PROBLEM TO WORK ON
The whole listing that follows, pictures excepted, should be printed again exactly as given.

DATA PROVIDED
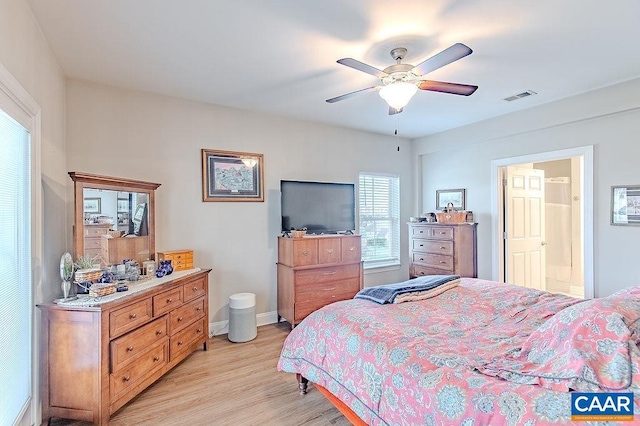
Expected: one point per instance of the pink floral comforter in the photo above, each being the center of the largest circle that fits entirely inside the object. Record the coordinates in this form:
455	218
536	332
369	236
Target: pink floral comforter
482	353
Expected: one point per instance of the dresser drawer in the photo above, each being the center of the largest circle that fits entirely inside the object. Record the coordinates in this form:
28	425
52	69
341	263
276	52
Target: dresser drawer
166	301
320	275
308	302
186	337
95	231
329	250
193	289
419	271
185	314
123	380
130	317
432	246
92	243
131	345
326	290
433	261
351	249
431	232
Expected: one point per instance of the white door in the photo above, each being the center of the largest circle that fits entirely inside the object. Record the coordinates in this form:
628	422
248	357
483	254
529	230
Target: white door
525	227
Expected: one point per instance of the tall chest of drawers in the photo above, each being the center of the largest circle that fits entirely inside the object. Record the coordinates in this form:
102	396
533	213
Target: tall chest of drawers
96	359
314	271
442	249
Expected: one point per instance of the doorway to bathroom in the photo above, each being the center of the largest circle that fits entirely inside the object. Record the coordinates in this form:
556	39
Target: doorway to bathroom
544	221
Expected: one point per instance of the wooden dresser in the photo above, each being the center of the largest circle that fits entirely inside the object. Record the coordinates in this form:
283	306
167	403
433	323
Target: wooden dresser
442	249
180	259
96	359
92	236
314	271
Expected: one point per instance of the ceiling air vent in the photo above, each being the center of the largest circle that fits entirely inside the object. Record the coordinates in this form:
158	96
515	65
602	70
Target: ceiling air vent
520	95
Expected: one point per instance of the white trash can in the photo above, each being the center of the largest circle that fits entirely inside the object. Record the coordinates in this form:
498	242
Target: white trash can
242	317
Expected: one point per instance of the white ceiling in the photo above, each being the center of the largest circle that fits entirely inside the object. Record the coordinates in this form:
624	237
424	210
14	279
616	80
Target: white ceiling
279	56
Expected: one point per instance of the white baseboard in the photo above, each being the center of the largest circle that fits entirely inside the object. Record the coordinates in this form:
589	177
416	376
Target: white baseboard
222	327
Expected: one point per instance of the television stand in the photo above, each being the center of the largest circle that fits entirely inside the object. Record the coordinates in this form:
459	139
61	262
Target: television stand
315	271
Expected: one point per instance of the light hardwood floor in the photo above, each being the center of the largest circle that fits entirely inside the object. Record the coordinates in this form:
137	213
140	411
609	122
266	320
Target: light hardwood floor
229	384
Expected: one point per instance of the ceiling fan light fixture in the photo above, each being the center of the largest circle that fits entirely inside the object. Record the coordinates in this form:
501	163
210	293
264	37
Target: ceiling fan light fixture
398	94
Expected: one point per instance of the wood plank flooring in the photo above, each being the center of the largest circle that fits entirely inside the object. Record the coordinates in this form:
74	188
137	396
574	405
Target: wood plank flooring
229	384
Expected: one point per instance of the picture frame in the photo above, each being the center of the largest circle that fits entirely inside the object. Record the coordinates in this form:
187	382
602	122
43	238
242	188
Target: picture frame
625	205
92	205
232	176
123	205
455	196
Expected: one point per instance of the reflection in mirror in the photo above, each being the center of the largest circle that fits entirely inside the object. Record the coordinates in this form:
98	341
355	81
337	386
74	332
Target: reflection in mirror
114	219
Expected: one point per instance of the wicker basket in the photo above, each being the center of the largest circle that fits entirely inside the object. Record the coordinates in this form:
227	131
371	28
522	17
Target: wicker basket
451	217
87	275
298	234
97	290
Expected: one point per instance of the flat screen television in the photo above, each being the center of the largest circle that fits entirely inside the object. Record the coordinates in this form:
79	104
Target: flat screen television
321	207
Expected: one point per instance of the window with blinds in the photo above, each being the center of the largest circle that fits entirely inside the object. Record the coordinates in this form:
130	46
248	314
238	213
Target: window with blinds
15	269
379	215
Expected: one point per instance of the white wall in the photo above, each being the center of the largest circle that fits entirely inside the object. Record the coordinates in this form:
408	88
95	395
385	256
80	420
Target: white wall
608	119
26	55
118	132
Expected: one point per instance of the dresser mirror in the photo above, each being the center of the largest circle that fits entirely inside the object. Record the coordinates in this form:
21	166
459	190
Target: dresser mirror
114	218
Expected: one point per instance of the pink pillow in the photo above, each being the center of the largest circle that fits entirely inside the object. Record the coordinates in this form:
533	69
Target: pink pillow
584	347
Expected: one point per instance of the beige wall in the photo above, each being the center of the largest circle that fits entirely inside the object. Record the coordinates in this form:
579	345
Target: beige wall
608	119
131	134
26	55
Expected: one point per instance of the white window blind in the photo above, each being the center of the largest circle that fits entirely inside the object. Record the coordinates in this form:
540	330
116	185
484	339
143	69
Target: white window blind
379	215
15	269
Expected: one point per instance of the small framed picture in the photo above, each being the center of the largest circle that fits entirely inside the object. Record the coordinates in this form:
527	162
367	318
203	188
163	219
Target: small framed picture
232	176
625	205
92	205
453	196
123	205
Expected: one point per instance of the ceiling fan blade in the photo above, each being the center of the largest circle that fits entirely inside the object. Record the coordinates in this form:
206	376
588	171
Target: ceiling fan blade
361	66
448	55
453	88
348	95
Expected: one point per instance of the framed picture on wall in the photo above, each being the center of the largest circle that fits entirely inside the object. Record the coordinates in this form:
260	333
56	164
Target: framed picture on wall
453	196
625	205
232	176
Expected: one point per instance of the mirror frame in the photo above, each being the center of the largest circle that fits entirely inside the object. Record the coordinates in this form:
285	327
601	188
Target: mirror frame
83	180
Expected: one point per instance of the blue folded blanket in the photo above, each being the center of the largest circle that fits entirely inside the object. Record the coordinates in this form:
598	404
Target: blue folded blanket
387	293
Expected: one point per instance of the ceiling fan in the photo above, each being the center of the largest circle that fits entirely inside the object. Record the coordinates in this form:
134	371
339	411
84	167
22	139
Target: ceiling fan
400	82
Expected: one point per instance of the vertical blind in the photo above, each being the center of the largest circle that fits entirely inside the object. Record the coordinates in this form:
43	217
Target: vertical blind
379	215
15	269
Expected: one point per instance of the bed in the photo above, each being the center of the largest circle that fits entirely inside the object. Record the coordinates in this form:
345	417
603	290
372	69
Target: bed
481	352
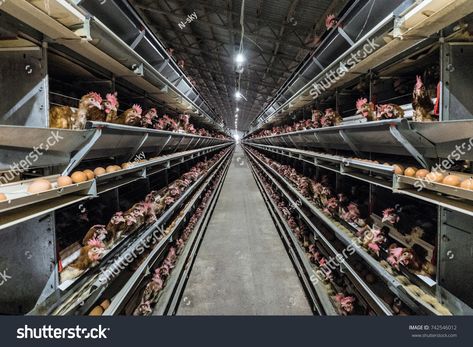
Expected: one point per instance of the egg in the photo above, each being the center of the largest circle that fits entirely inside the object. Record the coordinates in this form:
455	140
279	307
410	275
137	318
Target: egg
63	181
39	185
398	169
434	176
99	171
467	184
422	173
452	180
105	304
78	177
97	311
111	168
90	174
370	278
410	171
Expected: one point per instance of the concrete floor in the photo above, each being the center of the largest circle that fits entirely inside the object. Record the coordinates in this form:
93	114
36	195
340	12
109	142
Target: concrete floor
242	267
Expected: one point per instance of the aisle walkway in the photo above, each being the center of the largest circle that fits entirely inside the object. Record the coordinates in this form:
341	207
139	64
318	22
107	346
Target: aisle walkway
242	267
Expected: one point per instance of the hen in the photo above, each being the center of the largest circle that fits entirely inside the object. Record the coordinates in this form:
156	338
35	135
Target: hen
99	232
150	119
89	257
66	117
132	116
110	106
331	118
389	111
421	103
366	109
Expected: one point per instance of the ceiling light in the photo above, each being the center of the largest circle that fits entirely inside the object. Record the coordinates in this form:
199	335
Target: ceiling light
240	58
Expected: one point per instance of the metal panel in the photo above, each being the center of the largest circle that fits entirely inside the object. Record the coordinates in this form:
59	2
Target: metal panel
27	258
457	74
456	254
24	87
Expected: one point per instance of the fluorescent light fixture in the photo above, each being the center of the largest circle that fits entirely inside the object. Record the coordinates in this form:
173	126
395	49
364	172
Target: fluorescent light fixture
240	58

FINISHED EXERCISE
Expected: one point per instance of the pink floral comforter in the photo above, each being the center of the largest circle that fits entirely inside the object. Record the coordinates in this form:
455	218
536	332
369	236
Target: pink floral comforter
482	353
Expected: one point per instance of the dresser drawer in the photo above, each being the center of the largest circle that fits entirely inside the object. Record the coordinates in this form:
28	425
52	69
341	263
276	52
Target: dresser drawer
166	301
320	275
308	302
186	337
95	231
329	250
193	289
419	271
185	314
123	380
130	317
432	246
92	243
131	345
326	290
433	261
351	249
431	232
Expected: one point per instance of the white door in the photo above, each being the center of the largest circle that fits entirely inside the object. Record the coordinates in this form:
628	422
248	357
483	254
529	230
Target: white door
525	227
Expected: one point per instance of the tall chest of drawers in the photo above, each being the center of the largest circle that fits entirely inside the object. Record the coordinates in this form:
102	396
533	213
Target: tall chest of drawers
96	359
314	271
442	249
Expected: one point per instance of the doorway to bathroom in the photo above, each being the center of the largest circle that fits entirely inside the object. Record the coordinates in this form:
556	39
Target: doorway to bathroom
544	221
Expected: one point per instance of the wooden dresser in the photo above, each being the center of the largest circle that fits entirely inside the object. Record the coordinates in this form:
283	306
167	403
433	323
Target: wooden dresser
442	249
180	259
96	359
92	236
314	271
Expected: one point per instance of the ceiling air vent in the photo above, each being the center of the largest circle that fits entirely inside the object. Record the coordinates in this form:
158	96
515	65
602	70
Target: ceiling air vent
520	95
Expected: one point per instance of the white trash can in the photo above, each being the center of the largest circle that fits entirely inside the object. Record the coordinates in this form:
498	242
Target: white trash can
242	317
Expected: one point per instance of the white ceiling in the photo above, each being the center of the largest circle that fits entirely inside the object. Record the coordinates in this form:
624	237
424	210
14	279
616	80
Target: white ceiling
279	56
Expected: one point per instance of the white baseboard in the photo above, each being the center of the largest circle that fits entirely inside the object. Record the coordinates in this form:
589	177
416	376
Target: white baseboard
222	327
Expected: one point per instance of the television stand in the photo above, each being the center of the largest circle that fits entirely inside the object. Record the coordinates in this form:
459	139
61	262
Target: television stand
315	271
Expected: one point per instance of the light hardwood floor in the photo above, each being the center of the largest circle that fits entirely inside the object. Record the coordinates in this form:
137	213
140	411
609	122
266	320
Target: light hardwood floor
229	384
Expected: one point per instance of the ceiling fan light fixture in the photo above, each being the center of the largest circle that fits entirely inside the object. Record the coordinates in this form:
501	163
210	293
264	37
Target: ceiling fan light fixture
398	94
Expected: one point per instance of the wood plank flooring in the photo above, each being the center of the largest circle that fits entirely inside the object. Record the coordinates in this form:
74	188
137	396
574	405
Target: wood plank flooring
229	384
Expected: one point per instance of the picture frame in the photo above, each being the center of the largest circle that fits entirely inside the object. Record the coordinates in this form:
187	382
602	122
43	238
242	188
Target: picture frame
625	205
92	205
232	176
123	205
455	196
Expected: one point per instance of the reflection in mirror in the photo above, each being the center of the largest circle that fits entirely inside the object. Record the coordinates in this form:
98	341
355	81
337	386
74	332
Target: reflection in mirror
114	219
Expected: one point per instance of the wicker basket in the photo above, each being the center of the largest circle that fits entirely inside the object. Record the coordinates in this form:
227	131
371	28
522	17
Target: wicker basket
451	217
87	275
298	234
97	290
Expected: one point per instance of the flat screen television in the photo above, each being the center of the largest circle that fits entirely inside the object. Record the coordinates in this form:
79	104
Target: flat screen television
321	207
Expected: one point per instance of the window with blinds in the photo above, each being the center of the largest circle that fits entirely inside the object. Record the coordinates in this form:
130	46
248	314
238	213
Target: window with blinds
15	269
379	215
Expected: one point per instance of the white wall in the photo above, each being the center of the largest circle that fits entirely inside the object. Record the coordinates in this form:
408	88
95	395
385	256
80	420
Target: white wall
608	119
26	55
118	132
Expected: one point per instance of the dresser mirror in the photo above, each being the center of the largest circle that fits entirely inside the object. Record the coordinates in this form:
21	166
459	190
Target: dresser mirror
114	218
Expected: one point per instance of the pink pillow in the photo above, each being the center of the largest circle that fits entirely inside the object. Record the coordinates in this form:
533	69
Target: pink pillow
584	347
Expected: one point per instance of the beige wall in the photo above, each being the center of the largest circle that fits entirely inside the object. Record the coordinates in this form:
579	345
Target: beige wall
608	119
131	134
26	55
Expected: one point per instance of the white window blind in the photo above, each being the center of the largest circle that fits entirely inside the object. Record the coordinates in this form:
540	330
116	185
484	339
143	69
Target: white window blind
379	215
15	269
Expected: one point per instance of the small framed picture in the photo above, each being the center of the largest circle that fits entirely inside the object. Record the coordinates in this form:
527	162
367	318
203	188
163	219
Target: small framed picture
232	176
625	205
92	205
453	196
123	205
Expected: one point per instance of the ceiling fan blade in the photo above, each being the center of the largest circle that fits entirely inside the object. Record the coordinates in this form:
206	376
588	171
Target: ceiling fan blade
361	66
448	55
453	88
348	95
Expected: one point per instance of the framed picture on wall in the photo above, each being the center of the largest circle that fits entirely inside the object. Record the coordinates in this form:
260	333
56	164
Target: framed picture on wall
453	196
625	205
232	176
Expected: one point per instance of the mirror frame in the photo above, each being the center of the largest circle that fits entirely inside the object. Record the coordinates in this form:
285	327
601	188
Target: mirror frame
83	180
Expected: one point per instance of the blue folded blanket in the photo above, each being the center of the largest circle that fits entirely inside the object. Record the coordinates in this form:
598	404
Target: blue folded blanket
387	293
Expected: one point per instance of the ceiling fan in the photo above, each being the center of the largest circle that fits entirely inside the object. Record the coordinates in this form:
134	371
339	411
84	167
22	139
Target: ceiling fan
400	82
Expected: one point per instance of the vertical blind in the photo above, each being the center of the largest circle that fits entirely inside the object. Record the coordinates in this form:
43	217
Target: vertical blind
379	215
15	269
Expected: one point per instance of the bed in the photo above, each being the center of the largest circle that fits entirely inside the object. Record the coordinates in this form:
345	417
603	290
372	69
Target: bed
481	352
Expected: one point per instance of the egg in the photo above, each being the center of the largest circle that fits entirely inside the object. Record the coordinates in this form:
455	140
279	307
410	275
137	318
Target: egg
63	181
39	185
398	169
434	176
99	171
467	184
422	173
452	180
105	304
78	177
97	311
111	168
90	174
370	278
410	171
Expected: one point per instance of the concrete floor in the photo above, each being the center of the largest circle that fits entirely inside the object. Record the coordinates in this form:
93	114
36	195
340	12
109	142
Target: concrete floor
242	267
Expected: one point per instance of the aisle walkway in the photo above, each being the center of the largest circle that fits entirely inside the object. Record the coordinates in this form:
341	207
139	64
318	22
107	346
Target: aisle walkway
242	267
Expected: one point per instance of the hen in the photo above, each being the center of the largest circle that fits entirely inside the object. Record the coordinates in this form:
156	338
35	135
Target: hen
99	232
150	119
89	257
66	117
132	116
110	106
331	118
389	111
421	103
366	109
Expected: one point per instance of the ceiling light in the photo above, each being the center of the largest circle that fits entirely inside the object. Record the coordinates in this form:
199	335
Target: ceiling light
240	58
Expected: one point per instance of the metal panel in the photo above, each being the center of the largest circle that fits entirely inside the object. Record the coordinates in this form:
59	2
Target: metal panel
27	258
457	74
456	254
24	87
Expected: one point per instance of the fluorescent light fixture in the photo above, each being the center of the largest circle that fits entirely inside the object. Record the coordinates in this form:
173	126
395	49
364	172
Target: fluorescent light fixture
240	58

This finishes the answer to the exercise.